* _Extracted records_
+--
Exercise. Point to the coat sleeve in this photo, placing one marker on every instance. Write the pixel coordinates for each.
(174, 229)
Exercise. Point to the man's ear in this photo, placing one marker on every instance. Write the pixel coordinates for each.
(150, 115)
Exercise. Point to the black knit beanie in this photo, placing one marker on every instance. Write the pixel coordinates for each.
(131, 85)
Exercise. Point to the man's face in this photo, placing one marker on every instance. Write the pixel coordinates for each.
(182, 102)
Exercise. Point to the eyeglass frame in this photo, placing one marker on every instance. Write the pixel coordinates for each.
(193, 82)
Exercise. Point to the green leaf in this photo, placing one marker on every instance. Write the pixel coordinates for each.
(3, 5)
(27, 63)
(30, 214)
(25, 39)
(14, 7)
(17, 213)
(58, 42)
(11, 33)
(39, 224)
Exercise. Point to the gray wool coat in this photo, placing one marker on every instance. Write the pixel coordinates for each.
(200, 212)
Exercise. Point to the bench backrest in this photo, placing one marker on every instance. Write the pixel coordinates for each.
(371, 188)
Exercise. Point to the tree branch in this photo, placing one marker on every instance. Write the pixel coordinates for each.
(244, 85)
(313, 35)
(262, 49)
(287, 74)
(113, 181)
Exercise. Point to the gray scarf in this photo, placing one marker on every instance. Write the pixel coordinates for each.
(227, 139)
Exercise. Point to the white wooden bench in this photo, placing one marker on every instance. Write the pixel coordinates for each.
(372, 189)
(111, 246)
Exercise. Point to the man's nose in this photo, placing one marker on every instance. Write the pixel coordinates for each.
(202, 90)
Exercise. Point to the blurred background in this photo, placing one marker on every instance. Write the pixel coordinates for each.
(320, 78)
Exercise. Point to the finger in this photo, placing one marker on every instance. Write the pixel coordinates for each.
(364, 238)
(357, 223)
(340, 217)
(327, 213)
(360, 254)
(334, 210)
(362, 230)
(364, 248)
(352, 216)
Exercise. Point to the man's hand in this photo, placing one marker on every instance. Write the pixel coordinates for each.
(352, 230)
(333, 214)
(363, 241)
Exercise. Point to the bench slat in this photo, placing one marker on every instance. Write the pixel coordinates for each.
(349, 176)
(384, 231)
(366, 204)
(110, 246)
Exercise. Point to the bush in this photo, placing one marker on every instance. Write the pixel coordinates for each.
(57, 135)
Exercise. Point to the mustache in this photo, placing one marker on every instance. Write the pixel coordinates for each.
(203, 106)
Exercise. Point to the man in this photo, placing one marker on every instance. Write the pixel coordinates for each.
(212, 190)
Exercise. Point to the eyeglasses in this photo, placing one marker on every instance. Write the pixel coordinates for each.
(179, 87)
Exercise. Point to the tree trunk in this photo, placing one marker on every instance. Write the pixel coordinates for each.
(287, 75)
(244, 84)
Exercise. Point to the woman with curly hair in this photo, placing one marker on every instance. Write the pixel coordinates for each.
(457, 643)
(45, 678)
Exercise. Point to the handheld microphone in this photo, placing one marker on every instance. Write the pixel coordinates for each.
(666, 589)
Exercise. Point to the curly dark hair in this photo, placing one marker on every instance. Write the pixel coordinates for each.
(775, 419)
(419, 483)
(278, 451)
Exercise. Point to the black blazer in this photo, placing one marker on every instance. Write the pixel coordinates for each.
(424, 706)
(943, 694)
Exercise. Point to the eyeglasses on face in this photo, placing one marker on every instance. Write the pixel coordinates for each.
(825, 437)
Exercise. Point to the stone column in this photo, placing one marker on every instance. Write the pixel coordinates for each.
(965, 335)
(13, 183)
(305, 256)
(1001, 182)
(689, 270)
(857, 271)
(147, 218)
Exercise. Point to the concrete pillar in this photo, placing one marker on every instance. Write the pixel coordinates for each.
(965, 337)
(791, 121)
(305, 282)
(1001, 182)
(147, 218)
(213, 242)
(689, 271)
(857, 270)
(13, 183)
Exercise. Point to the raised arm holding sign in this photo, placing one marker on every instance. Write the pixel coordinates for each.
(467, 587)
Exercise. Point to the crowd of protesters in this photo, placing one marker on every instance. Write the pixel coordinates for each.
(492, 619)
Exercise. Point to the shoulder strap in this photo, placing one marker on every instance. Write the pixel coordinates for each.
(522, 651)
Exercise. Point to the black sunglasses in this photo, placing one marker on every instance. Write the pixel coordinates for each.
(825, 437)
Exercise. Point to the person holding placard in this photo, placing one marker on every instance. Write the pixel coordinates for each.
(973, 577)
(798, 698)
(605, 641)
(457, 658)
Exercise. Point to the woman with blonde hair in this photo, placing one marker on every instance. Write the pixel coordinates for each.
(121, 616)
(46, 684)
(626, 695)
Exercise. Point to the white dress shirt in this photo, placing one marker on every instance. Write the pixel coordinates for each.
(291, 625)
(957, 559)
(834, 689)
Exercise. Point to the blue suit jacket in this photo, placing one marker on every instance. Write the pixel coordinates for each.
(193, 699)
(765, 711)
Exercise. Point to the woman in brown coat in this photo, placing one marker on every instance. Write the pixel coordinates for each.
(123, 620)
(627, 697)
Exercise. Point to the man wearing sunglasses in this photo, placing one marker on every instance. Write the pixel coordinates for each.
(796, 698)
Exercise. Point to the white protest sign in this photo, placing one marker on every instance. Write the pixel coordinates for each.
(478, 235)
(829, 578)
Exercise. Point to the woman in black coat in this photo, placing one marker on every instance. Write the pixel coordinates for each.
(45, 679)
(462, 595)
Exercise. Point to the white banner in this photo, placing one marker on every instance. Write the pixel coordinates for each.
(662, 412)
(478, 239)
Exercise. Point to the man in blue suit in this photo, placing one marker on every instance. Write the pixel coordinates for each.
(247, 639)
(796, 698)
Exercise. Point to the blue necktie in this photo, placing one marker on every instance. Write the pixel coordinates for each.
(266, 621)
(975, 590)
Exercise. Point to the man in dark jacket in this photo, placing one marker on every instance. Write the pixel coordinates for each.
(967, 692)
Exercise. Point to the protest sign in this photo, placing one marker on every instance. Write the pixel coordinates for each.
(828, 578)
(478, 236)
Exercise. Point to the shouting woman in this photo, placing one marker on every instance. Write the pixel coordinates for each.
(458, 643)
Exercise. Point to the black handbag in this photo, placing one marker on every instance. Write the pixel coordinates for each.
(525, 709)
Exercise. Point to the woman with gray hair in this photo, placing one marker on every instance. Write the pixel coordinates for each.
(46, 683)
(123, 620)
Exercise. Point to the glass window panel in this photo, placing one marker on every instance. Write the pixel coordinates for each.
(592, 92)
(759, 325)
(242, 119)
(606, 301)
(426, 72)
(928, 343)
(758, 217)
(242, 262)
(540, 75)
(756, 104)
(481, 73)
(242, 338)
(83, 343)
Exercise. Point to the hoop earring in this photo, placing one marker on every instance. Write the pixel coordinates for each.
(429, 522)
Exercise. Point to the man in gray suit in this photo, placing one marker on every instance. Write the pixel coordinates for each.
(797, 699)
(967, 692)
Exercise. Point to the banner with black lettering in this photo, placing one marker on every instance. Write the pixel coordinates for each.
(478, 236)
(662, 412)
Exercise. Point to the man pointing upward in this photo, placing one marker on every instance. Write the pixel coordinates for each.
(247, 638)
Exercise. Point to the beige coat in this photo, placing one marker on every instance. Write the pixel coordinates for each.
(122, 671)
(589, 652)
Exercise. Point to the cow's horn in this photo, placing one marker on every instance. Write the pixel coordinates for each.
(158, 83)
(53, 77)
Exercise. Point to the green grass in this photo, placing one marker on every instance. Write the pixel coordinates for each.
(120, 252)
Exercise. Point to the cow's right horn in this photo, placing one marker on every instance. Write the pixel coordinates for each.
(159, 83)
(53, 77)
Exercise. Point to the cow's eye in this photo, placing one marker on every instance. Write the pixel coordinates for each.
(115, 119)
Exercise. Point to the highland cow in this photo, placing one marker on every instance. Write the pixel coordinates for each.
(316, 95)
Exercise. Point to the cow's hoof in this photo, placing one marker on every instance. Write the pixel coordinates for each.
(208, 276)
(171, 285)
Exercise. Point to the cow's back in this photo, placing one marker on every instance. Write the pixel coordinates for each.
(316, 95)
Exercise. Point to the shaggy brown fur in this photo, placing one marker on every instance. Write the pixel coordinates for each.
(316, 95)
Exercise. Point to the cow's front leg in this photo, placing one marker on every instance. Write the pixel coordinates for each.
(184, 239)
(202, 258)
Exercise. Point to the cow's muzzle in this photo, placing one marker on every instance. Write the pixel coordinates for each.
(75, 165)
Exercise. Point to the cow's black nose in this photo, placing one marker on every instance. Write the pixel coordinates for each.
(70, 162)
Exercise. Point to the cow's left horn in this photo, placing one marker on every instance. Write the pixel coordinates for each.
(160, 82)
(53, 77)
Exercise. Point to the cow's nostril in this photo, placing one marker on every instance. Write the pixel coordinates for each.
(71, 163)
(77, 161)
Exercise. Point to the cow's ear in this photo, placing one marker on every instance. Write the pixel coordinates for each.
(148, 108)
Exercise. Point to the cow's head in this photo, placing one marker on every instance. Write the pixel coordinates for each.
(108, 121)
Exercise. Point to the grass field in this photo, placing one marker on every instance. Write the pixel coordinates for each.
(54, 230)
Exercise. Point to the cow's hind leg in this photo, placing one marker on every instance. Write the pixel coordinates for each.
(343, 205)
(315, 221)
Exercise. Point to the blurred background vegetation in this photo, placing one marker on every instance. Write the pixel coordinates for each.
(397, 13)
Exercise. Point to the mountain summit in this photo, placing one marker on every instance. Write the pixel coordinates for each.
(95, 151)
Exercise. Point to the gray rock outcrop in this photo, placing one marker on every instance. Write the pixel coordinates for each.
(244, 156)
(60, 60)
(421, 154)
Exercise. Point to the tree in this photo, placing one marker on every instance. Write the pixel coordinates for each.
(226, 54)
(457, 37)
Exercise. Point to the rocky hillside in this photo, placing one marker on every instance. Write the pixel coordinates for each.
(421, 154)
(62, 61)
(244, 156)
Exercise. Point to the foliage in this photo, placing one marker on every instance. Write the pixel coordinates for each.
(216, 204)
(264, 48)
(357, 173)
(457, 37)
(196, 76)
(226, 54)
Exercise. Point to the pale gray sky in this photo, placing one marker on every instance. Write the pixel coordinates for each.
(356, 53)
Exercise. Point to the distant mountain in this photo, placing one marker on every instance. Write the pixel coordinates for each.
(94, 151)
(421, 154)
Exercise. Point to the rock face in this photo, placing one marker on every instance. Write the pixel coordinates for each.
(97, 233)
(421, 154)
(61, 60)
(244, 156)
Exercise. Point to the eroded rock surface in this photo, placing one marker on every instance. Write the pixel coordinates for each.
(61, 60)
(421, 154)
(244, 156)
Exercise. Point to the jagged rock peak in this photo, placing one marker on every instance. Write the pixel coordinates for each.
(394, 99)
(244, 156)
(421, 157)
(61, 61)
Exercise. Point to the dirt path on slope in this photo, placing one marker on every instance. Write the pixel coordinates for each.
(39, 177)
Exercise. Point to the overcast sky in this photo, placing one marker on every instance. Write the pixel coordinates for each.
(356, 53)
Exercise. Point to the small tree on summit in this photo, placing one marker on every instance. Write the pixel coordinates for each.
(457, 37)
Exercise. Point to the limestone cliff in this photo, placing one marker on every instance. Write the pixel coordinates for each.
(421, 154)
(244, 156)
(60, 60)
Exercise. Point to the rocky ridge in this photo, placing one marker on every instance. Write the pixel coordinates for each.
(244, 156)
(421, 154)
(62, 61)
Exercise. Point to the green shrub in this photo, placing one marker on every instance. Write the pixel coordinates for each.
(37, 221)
+--
* _Instruction_
Your output consists solely of the lines from the one with "Exercise. Point to the pale" through the last line, copied exactly.

* _Output for this exercise_
Exercise. Point to the pale gray sky in this photo, placing one marker on every instance. Write the pixel coordinates for each.
(356, 53)
Exercise. Point to the distant mountain in this photo, placing one marker on every instance. Write the pixel coordinates for each.
(94, 151)
(421, 154)
Exercise. Point to the rock face in this photo, placing one marker on every instance. Write the pixel coordinates for each.
(97, 233)
(421, 154)
(61, 60)
(244, 156)
Exercise. Point to the eroded rock surface in this photo, placing one marker on every instance. Write the pixel coordinates for each.
(61, 60)
(421, 154)
(244, 156)
Exercise. Point to the jagged rock peak in this photo, placing one marker on every instance. Write the pixel coordinates for each.
(394, 99)
(244, 156)
(421, 157)
(61, 61)
Exercise. Point to the dirt path on slope in this photo, placing one marker on every instance. Write the pixel coordinates for each.
(39, 177)
Exercise. Point to the overcast sky in this photo, placing one marker on every instance. Write the pixel coordinates for each.
(356, 53)
Exercise. Point to the small tree on summit in this photo, placing one marker on every instance. Write the pixel coordinates for each.
(457, 37)
Exercise. Point to the limestone cliff in this photo, placing one marker on every instance. Write the pixel coordinates for each.
(421, 154)
(244, 156)
(60, 60)
Exercise. Point to the rocky ridge in this photo, placing one marker on every instance. Write the pixel coordinates for each.
(244, 156)
(421, 154)
(62, 61)
Exercise. Point to the green shrub in this photo, placing one marker on every instance. Write the pixel coordinates for each.
(37, 221)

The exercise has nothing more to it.